§ Job
Locate each row below that contains the string "fork" and copy those rows. Case counts.

★ ★ ★ ★ ★ ★ ★

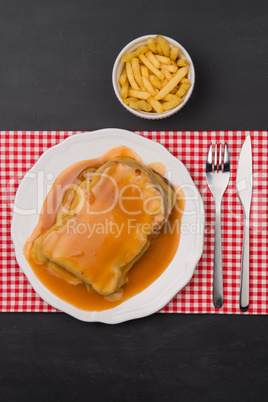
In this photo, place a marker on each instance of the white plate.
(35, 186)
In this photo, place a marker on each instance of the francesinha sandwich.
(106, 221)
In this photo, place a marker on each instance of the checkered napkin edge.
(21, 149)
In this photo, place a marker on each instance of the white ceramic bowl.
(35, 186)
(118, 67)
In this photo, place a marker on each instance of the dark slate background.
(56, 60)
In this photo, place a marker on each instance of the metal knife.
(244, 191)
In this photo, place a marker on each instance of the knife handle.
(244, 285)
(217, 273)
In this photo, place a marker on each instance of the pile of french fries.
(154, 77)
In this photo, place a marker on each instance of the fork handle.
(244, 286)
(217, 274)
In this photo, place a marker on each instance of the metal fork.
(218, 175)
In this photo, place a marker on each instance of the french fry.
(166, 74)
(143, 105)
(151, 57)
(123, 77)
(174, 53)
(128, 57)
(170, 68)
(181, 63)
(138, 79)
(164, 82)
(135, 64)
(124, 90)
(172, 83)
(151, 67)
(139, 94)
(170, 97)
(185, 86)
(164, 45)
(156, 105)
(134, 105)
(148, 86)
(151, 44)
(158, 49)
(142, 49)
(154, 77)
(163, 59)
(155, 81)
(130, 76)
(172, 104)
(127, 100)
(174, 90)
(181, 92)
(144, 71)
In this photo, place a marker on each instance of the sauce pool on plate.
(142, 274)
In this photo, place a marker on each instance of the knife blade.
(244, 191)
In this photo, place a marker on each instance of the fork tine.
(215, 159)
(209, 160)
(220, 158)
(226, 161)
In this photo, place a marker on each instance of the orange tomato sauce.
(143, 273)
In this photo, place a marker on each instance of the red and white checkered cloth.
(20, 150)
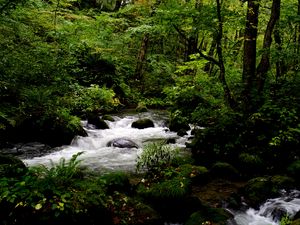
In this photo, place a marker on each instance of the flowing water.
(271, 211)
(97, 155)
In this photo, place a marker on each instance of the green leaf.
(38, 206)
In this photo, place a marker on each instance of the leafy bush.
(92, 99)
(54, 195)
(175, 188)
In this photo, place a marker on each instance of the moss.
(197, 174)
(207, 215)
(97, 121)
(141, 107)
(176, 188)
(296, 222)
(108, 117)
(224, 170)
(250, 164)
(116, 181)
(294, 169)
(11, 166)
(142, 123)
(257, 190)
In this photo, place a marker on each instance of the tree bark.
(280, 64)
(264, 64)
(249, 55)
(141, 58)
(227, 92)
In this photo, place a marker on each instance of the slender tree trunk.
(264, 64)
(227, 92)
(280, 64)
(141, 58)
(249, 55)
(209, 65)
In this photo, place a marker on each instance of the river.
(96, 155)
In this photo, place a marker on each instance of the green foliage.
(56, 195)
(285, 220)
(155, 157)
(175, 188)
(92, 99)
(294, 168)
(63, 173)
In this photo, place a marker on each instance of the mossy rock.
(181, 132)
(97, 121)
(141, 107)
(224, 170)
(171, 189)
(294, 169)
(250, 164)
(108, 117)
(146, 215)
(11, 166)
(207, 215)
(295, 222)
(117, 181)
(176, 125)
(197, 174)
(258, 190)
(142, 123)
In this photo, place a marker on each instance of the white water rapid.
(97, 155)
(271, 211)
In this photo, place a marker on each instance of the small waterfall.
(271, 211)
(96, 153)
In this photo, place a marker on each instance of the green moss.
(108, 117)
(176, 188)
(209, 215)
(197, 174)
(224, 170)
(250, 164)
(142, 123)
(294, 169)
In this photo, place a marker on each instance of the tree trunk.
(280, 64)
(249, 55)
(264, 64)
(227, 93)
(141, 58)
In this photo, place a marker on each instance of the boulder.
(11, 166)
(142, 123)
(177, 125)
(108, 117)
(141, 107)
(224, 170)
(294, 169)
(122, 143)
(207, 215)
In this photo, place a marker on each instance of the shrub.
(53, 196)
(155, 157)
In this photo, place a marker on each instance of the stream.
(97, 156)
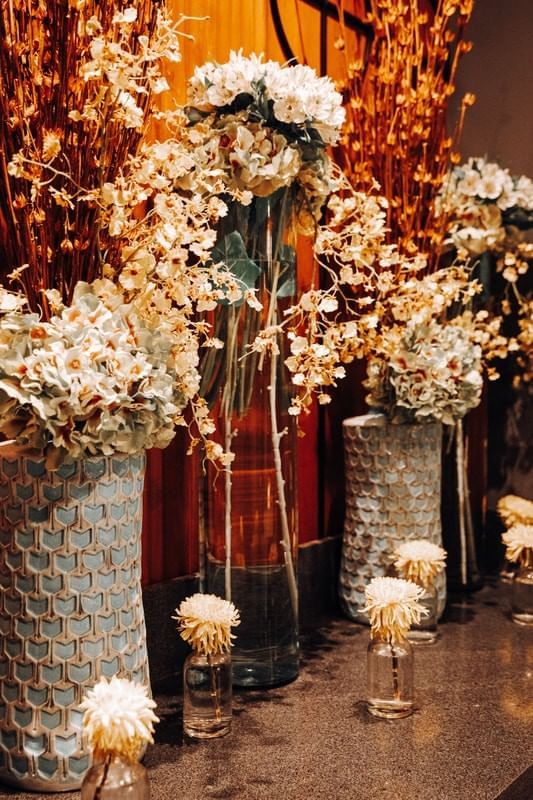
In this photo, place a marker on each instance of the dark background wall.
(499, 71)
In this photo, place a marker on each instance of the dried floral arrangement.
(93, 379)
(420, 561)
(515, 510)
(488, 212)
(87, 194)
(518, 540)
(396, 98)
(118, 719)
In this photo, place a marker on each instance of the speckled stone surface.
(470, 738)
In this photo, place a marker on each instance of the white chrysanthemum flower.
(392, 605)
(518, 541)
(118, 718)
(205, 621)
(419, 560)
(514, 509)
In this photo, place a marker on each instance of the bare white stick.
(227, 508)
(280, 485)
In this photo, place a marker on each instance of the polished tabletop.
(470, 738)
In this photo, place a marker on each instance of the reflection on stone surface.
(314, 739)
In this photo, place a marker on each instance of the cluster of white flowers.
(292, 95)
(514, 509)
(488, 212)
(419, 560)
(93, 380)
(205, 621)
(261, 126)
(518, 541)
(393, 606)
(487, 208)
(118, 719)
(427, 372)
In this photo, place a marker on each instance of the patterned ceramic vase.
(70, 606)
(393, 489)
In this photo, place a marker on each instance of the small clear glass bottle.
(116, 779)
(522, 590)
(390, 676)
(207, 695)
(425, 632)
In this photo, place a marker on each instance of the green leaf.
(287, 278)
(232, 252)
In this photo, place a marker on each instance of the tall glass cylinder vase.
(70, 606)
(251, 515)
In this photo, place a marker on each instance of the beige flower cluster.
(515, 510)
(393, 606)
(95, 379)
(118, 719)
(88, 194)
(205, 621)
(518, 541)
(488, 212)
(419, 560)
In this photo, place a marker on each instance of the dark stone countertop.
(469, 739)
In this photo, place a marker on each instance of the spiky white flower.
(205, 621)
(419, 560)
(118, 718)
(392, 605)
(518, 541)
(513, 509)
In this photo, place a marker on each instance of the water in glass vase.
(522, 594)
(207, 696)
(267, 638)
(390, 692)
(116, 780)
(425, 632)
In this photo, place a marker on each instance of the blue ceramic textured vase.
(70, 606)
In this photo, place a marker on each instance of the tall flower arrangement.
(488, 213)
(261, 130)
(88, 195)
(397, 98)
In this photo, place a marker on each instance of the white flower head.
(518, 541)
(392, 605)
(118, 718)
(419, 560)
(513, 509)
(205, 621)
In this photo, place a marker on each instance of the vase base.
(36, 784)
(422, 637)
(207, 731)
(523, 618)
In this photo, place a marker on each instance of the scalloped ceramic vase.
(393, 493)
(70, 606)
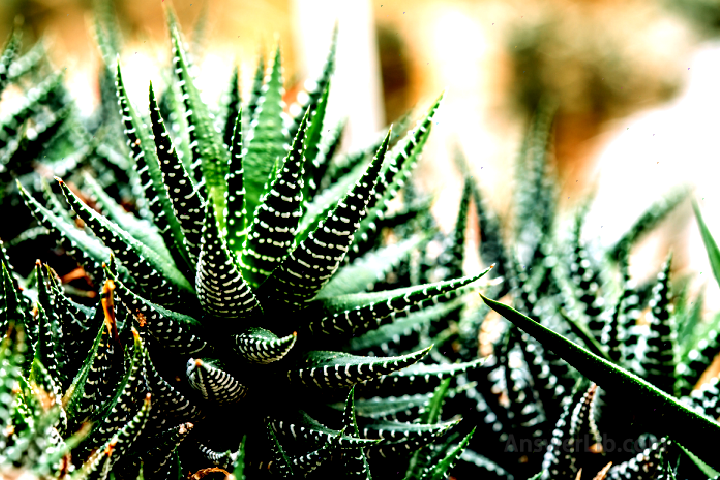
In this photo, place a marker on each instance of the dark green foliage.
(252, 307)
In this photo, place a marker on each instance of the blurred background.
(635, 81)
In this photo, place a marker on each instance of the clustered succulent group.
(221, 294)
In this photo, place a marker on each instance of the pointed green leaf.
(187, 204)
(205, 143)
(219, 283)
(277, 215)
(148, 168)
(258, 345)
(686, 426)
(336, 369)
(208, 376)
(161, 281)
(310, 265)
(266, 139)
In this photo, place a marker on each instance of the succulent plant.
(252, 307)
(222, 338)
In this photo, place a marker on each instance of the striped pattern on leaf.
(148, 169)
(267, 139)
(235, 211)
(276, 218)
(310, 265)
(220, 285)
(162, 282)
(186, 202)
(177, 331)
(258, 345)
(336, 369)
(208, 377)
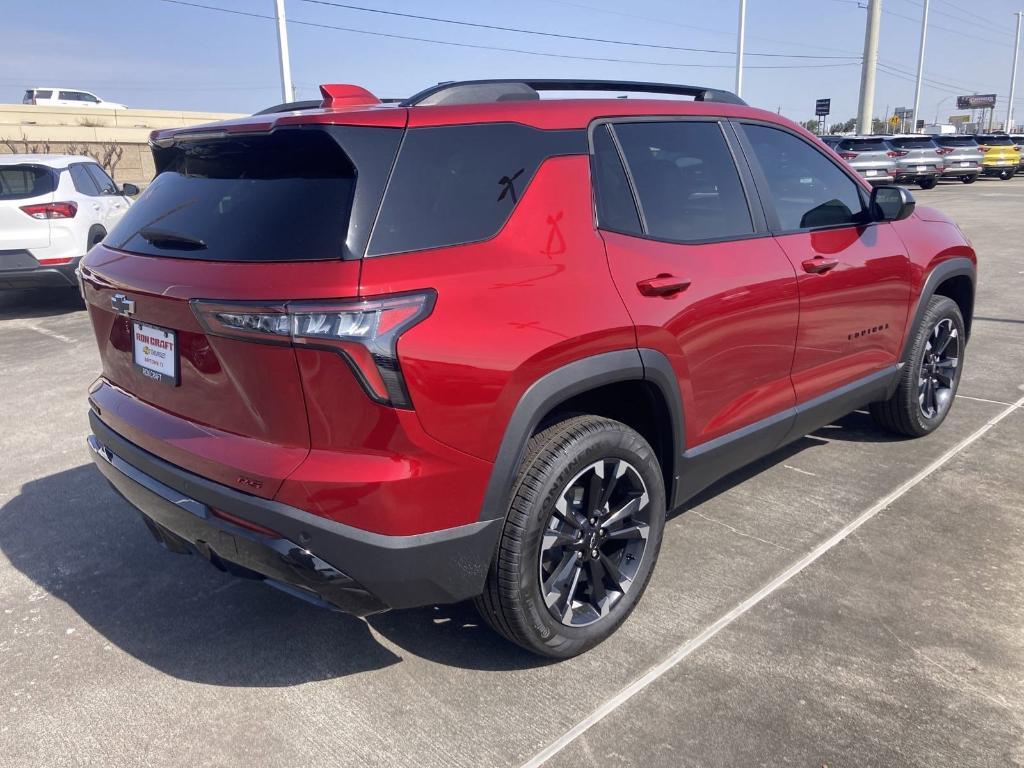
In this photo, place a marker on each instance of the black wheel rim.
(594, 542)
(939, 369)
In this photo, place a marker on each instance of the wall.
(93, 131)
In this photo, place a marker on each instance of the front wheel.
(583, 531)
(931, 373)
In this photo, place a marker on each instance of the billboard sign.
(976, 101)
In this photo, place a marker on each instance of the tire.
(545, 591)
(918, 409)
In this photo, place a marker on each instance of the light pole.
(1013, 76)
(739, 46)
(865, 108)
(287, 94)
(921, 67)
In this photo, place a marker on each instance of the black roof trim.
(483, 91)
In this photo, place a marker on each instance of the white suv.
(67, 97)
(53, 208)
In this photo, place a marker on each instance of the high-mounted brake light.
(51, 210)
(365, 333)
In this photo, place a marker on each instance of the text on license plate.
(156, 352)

★ ★ ★ ★ ★ ★ ★

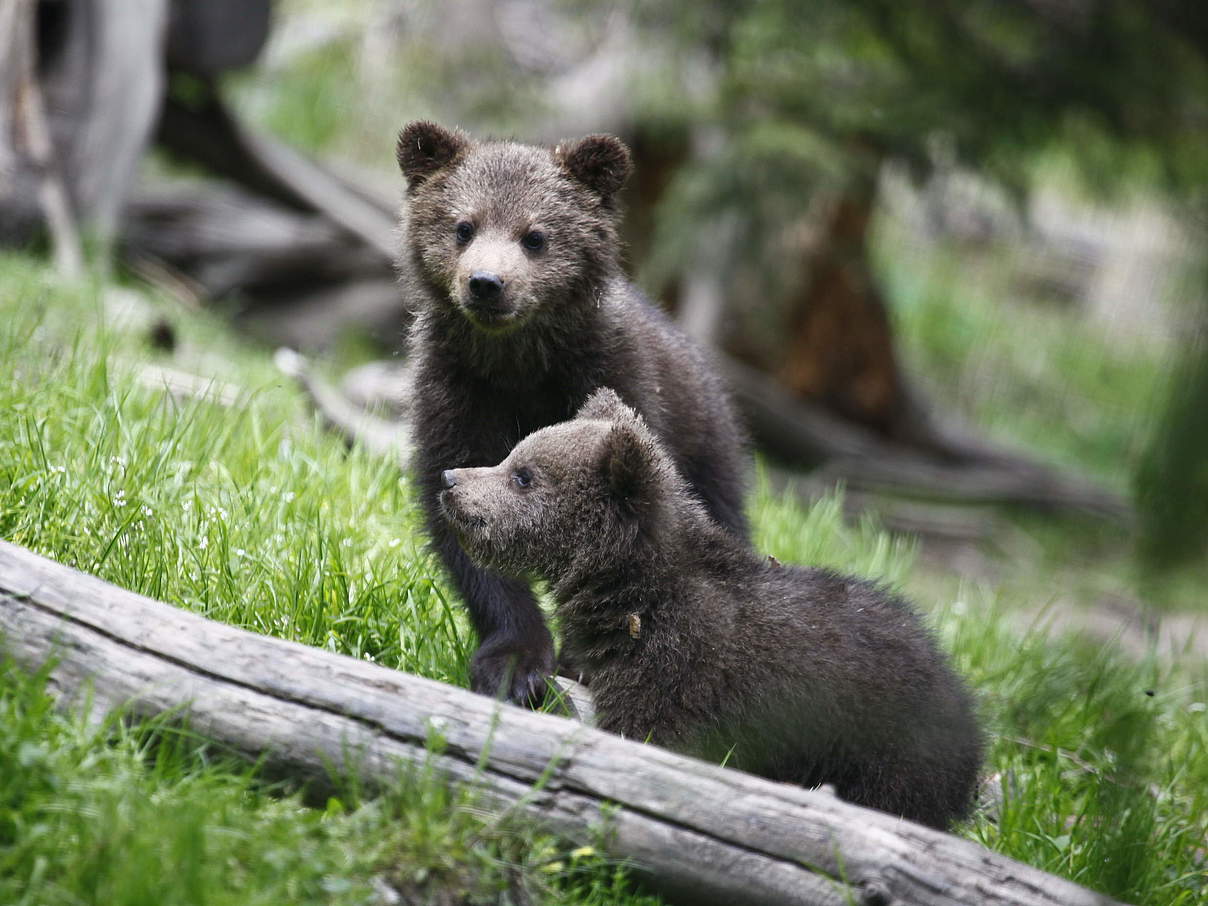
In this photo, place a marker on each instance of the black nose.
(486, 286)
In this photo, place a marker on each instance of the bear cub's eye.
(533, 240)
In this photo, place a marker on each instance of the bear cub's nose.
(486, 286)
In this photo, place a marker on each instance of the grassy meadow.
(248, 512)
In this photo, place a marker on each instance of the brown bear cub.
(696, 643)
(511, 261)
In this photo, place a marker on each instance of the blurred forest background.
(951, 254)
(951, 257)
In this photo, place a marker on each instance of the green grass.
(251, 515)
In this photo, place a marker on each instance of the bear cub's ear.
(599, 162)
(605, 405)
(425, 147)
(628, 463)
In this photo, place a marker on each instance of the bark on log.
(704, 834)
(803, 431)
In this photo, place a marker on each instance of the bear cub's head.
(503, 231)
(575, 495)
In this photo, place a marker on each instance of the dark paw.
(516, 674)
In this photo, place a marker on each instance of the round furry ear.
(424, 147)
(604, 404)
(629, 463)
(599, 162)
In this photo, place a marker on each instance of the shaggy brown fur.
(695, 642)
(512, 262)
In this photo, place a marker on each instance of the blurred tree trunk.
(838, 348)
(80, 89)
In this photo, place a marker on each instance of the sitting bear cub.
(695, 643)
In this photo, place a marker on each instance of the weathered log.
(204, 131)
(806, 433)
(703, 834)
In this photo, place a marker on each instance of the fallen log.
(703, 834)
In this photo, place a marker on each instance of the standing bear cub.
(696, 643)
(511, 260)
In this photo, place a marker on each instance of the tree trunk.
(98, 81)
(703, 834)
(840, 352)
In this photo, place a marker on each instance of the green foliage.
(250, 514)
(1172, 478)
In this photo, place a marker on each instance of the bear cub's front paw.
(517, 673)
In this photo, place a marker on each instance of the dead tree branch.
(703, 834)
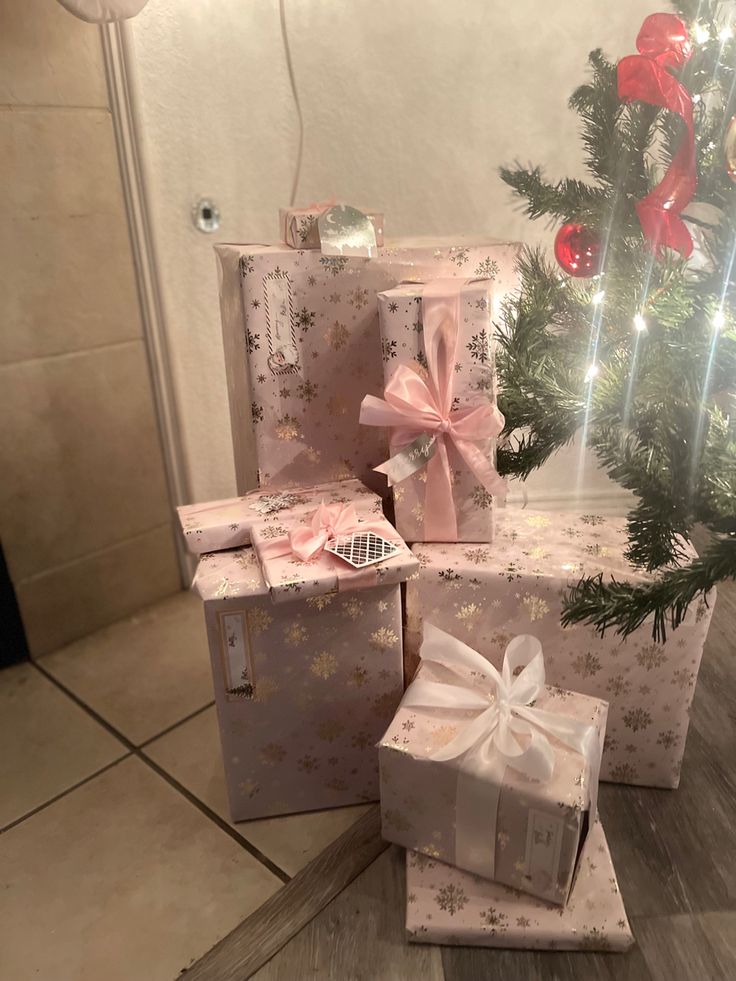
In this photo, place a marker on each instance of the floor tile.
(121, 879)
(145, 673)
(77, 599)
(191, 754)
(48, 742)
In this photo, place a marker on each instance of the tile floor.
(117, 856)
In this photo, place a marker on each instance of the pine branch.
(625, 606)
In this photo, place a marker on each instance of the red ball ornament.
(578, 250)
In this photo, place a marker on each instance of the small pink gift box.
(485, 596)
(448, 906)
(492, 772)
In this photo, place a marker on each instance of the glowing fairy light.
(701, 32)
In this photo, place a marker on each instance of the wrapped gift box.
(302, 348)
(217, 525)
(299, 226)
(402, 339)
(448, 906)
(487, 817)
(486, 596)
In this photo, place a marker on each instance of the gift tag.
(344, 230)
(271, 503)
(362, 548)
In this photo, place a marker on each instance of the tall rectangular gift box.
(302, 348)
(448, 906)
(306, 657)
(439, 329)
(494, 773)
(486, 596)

★ ★ ★ ★ ★ ★ ★

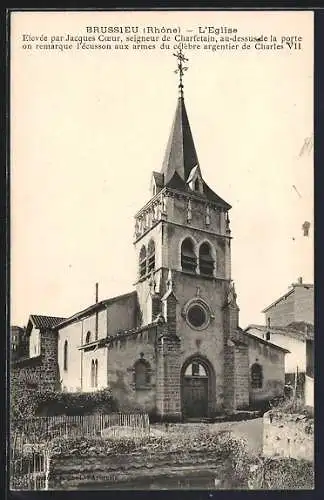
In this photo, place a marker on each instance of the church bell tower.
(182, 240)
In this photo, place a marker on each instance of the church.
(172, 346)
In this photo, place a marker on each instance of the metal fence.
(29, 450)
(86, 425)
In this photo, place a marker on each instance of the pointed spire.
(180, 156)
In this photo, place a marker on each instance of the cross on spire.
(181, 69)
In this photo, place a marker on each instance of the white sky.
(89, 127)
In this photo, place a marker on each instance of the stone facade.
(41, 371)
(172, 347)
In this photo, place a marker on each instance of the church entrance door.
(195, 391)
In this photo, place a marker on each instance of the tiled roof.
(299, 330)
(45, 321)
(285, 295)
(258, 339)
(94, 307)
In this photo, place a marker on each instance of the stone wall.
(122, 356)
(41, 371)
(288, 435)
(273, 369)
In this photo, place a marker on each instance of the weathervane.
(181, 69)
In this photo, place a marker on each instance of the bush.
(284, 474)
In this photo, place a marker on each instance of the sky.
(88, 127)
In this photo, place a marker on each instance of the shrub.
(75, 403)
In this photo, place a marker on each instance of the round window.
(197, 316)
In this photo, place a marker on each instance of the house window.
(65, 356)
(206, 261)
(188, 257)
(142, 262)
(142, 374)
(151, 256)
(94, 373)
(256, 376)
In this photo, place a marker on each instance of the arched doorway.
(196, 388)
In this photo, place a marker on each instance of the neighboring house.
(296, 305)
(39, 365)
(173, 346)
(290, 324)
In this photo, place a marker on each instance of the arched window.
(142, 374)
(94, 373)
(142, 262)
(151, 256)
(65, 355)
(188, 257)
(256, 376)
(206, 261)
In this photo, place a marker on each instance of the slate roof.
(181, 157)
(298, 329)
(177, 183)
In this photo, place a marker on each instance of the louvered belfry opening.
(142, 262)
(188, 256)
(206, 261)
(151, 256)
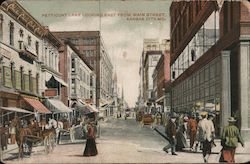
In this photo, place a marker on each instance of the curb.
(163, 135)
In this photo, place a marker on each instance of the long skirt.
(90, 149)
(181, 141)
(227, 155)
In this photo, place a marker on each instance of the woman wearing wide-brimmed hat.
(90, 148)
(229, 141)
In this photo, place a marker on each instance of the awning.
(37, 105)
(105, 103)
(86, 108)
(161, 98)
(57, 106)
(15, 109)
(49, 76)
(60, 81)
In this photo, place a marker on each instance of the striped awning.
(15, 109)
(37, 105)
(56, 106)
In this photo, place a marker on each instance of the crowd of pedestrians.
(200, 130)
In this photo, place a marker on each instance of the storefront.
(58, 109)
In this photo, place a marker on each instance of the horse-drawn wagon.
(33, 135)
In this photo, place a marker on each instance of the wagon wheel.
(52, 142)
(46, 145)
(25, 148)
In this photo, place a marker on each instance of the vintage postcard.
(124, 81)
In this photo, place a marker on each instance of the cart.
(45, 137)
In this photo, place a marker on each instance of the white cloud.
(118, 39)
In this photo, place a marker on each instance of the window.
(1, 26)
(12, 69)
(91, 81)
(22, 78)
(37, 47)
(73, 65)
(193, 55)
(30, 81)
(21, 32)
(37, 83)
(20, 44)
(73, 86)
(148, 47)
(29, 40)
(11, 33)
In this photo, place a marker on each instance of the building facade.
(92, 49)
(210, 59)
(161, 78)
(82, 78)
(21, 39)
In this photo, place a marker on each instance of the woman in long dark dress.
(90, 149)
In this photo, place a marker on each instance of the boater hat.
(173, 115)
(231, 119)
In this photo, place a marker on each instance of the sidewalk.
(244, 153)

★ ★ ★ ★ ★ ★ ★

§ Response
In this photo, place a marker on each instance of the fork handle.
In this photo, place a marker on each instance of the metal fork.
In this photo, place a marker on each instance of the fork tine.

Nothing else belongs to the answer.